● Page text
More than 50,000 ATO letters demanding debt repayment by company directors had delivered a “jolt” last month that spurred many into action as time runs out for them to respond.
Grant Thornton’s financial advisory partner John McInerney said the warnings of imminent director penalty notices were working as intended with many directors “nervous and confused” but no longer “dragging their heels”.
“The letters are sent to the homes of company directors, as opposed to their adviser/tax agent,” he said. “Directors are getting nervous and this has resulted in them taking action.
“There’s a bit of angst and concern among the tax practitioner and adviser group and the director groups.
“I know personally that the people I have been speaking to in the last couple of months that had been ‘dragging their heels’ are now saying we need to do something now, and there’s also a bunch of people calling the tax office too on payment plans.
“So, the intention of the ATO letter is working.”
Mr McInerney said that almost 52,000 ATO letters warning of a possible director penalty notice (DPN) had gone out in March in relation to around 45,000 companies.
Each letter states the amount of debt owing at 11 March 2022, and whether it is the superannuation guarantee charge, pay-as-you-go withholding tax or GST.
“If the company does not pay the amount owing to us or contact us to make other arrangements, we may issue a DPN to each current director and anyone who was a director at the time the company failed to pay,” the notice said.
If a DPN is issued, the ATO may commence action to recover the director penalty from each director personally.
Mr McInerney said the ATO’s messaging was that the office was back to “business as usual.”
“They’ll listen to taxpayers but they are less likely to give extension requests and debt deferrals out as freely as they have been. This may trigger further outcomes,” he said.
“Right now they are locking people into payment plans and if businesses can’t meet those payment plans, there’s less forgiveness.”
The ATO was also already reporting delinquent taxpayers to CreditorWatch, with the construction sector one of the main offenders.
“About 28 per cent of those letters were sent to companies in the property and construction industry, which is a real hotspot for insolvency right now,” Mr McInerney said.
“The construction sector currently forms a large part of the ATO’s debt book and the ATO is recommending businesses to engage with the ATO repayment of their debts.”
Emerging insolvency picture
Mr McInerney said the indicators currently being seen from businesses start to paint a clearer picture of upcoming insolvencies.
He said the ASIC data for the March quarter showed an increase of 21 per cent in insolvencies compared to last year and a return to pre-COVID levels.
“At a closer look, for the four weeks from 25 March to 21 April 2022, in pre-COVID times there were 580 insolvencies, in FY21 there were 369 insolvencies,” he said.
“This year (FY22) there is likely to be 587 insolvencies.”
Of these, 70 per cent were liquidations, 10 per cent voluntary administrations and 1 per cent small business restructures.
“Insolvencies typically increase in the last quarter of the financial year, hence with mounting pressures faced by business owners we can expect to see an increase in the number of insolvencies,” Mr McInerney said.
“Mounting pressures on businesses include continued supply chain disruption, inflationary pressures, interest rate rises, mounting ATO debt, and staff shortages.”
Mr McInerney said the statistics revealed that since the pandemic, the ATO had paused steps to wind-up a company in court for non-payment of tax debts.
“In fact, up until the ATO issued the warning letters on DPNs in late March, the ATO had not taken any real steps to collect unpaid tax debt,” he said.
“What this means is that directors are taking a proactive step to manage their tax debts.
“The current insolvencies are actually occurring probably partly as a consequence of the ATO’s warning letters but also as the consequence of the director's going, ‘It’s all too hard’ and closing shop.”

● Information provided
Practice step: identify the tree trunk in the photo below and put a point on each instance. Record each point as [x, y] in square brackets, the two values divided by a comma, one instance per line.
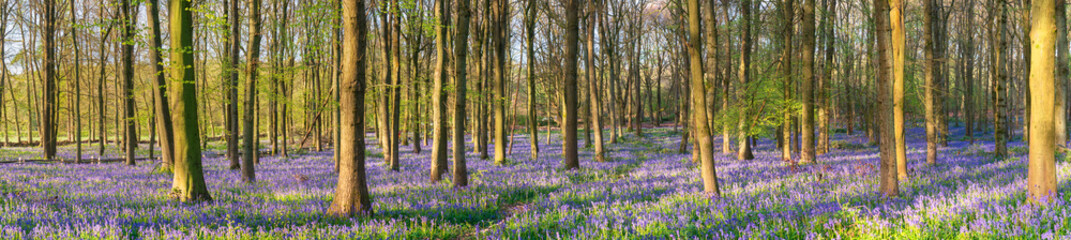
[744, 147]
[189, 179]
[889, 185]
[700, 128]
[127, 57]
[1061, 76]
[806, 87]
[163, 111]
[230, 73]
[787, 21]
[530, 75]
[351, 194]
[572, 26]
[438, 93]
[997, 44]
[1041, 173]
[593, 102]
[461, 53]
[928, 36]
[251, 146]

● Activities
[1] Reproduce the part of the article on ATO director penalty warnings from "Mr McInerney said that" up to and including "each director personally.".
[2] Answer these questions using the article on ATO director penalty warnings:
(a) Around how many companies did the warning letters sent in March relate to?
(b) What share of the letters went to companies in the property and construction industry?
(c) What percentage of the insolvencies were liquidations?
The data has no connection to the article on ATO director penalty warnings.

● Solutions to the tasks
[1]
Mr McInerney said that almost 52,000 ATO letters warning of a possible director penalty notice (DPN) had gone out in March in relation to around 45,000 companies.
Each letter states the amount of debt owing at 11 March 2022, and whether it is the superannuation guarantee charge, pay-as-you-go withholding tax or GST.
“If the company does not pay the amount owing to us or contact us to make other arrangements, we may issue a DPN to each current director and anyone who was a director at the time the company failed to pay,” the notice said.
If a DPN is issued, the ATO may commence action to recover the director penalty from each director personally.

[2]
(a) Around 45,000 companies.
(b) About 28 per cent.
(c) 70 per cent.